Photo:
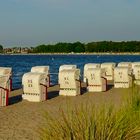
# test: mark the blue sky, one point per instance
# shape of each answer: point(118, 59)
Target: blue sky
point(34, 22)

:::::

• _Instructions to follow_
Output each line of the material above as a numbered list, skipping blank lines and omitting the pictures.

• _The response_
1. Photo:
2. # test: mark the blue sky, one point per instance
3. # shape of each answer: point(118, 59)
4. Target: blue sky
5. point(34, 22)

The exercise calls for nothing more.